Dataset records:
○ ○ ○ ○ ○ ○ ○

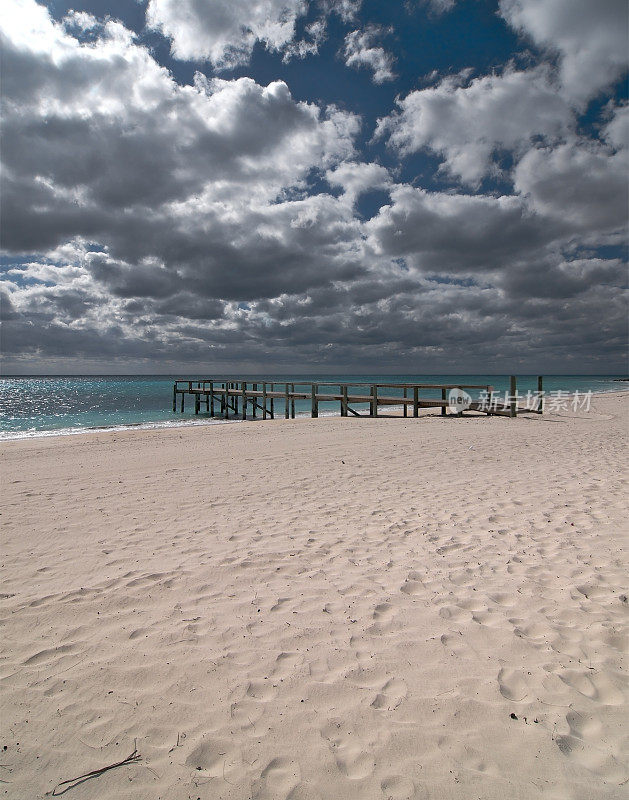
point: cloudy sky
(314, 185)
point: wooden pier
(246, 399)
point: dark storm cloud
(176, 224)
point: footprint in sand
(246, 712)
(352, 758)
(413, 584)
(277, 781)
(281, 602)
(390, 695)
(593, 685)
(285, 663)
(396, 787)
(383, 616)
(214, 757)
(513, 684)
(262, 690)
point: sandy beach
(319, 609)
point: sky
(410, 186)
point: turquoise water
(36, 405)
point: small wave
(32, 433)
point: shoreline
(11, 436)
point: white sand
(319, 609)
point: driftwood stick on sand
(73, 782)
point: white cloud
(224, 31)
(360, 50)
(347, 10)
(590, 39)
(583, 184)
(154, 210)
(468, 124)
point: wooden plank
(540, 394)
(513, 403)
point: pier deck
(246, 398)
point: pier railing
(245, 398)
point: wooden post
(540, 395)
(513, 403)
(344, 401)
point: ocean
(62, 405)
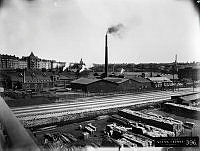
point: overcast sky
(67, 30)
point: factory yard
(100, 136)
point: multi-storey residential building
(22, 64)
(29, 62)
(8, 62)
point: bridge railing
(13, 136)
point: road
(92, 104)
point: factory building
(139, 82)
(93, 85)
(122, 84)
(187, 99)
(160, 82)
(154, 120)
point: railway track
(93, 104)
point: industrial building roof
(138, 79)
(85, 81)
(159, 79)
(170, 76)
(190, 97)
(116, 80)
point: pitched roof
(190, 97)
(62, 77)
(116, 80)
(85, 81)
(159, 79)
(138, 79)
(29, 76)
(170, 76)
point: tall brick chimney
(106, 57)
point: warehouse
(122, 84)
(160, 82)
(93, 85)
(188, 99)
(139, 82)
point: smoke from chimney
(115, 29)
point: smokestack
(106, 56)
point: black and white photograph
(99, 75)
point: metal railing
(13, 135)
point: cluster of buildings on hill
(9, 62)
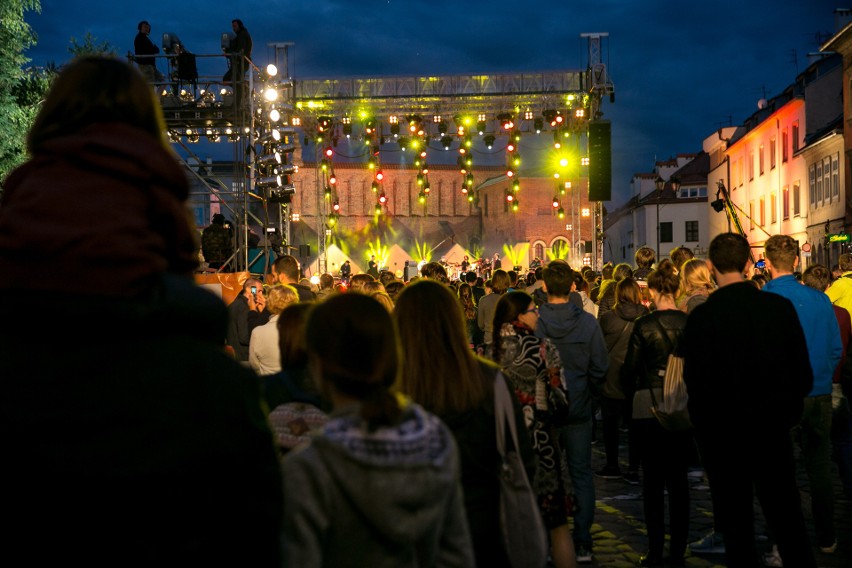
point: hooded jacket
(104, 207)
(585, 360)
(616, 325)
(385, 498)
(144, 440)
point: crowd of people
(181, 63)
(326, 427)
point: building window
(773, 208)
(797, 207)
(795, 136)
(740, 172)
(818, 185)
(826, 179)
(812, 184)
(772, 153)
(835, 175)
(691, 231)
(785, 202)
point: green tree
(90, 45)
(15, 86)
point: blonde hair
(279, 297)
(695, 276)
(384, 299)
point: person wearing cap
(217, 243)
(145, 49)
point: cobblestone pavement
(619, 537)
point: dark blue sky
(680, 70)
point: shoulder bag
(672, 412)
(521, 524)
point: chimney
(842, 18)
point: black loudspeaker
(600, 161)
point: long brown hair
(291, 335)
(439, 371)
(352, 342)
(96, 89)
(508, 309)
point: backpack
(295, 423)
(644, 292)
(672, 412)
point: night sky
(680, 70)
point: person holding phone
(244, 314)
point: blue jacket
(822, 333)
(578, 337)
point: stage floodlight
(269, 182)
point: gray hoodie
(391, 497)
(581, 346)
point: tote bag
(522, 527)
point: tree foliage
(17, 87)
(90, 45)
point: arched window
(559, 248)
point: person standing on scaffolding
(239, 56)
(145, 50)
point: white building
(668, 208)
(782, 168)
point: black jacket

○ ○ ○ ○ ○ ○ ○

What you will do:
Scale the part of the listing that opens with the line containing "point: backpack" and closes with the listing's last line, both included. Write those lines out again, requests included, with every coordinate in the answers multiplied by 2.25 and rounded to a whole number, halves rounding up.

Output of the exercise:
point: backpack
(664, 952)
(1449, 657)
(1512, 927)
point: night sky
(1530, 158)
point: person holding phone
(549, 707)
point: blue jacket
(1850, 749)
(1301, 758)
point: stage floodlight
(605, 410)
point: gray hoodie
(880, 1118)
(1307, 779)
point: tote bag
(1175, 1186)
point: tree foliage
(38, 196)
(203, 101)
point: arched window
(1258, 558)
point: person standing on scaffolding
(538, 126)
(326, 113)
point: white building
(1503, 468)
(1760, 378)
point: black jacket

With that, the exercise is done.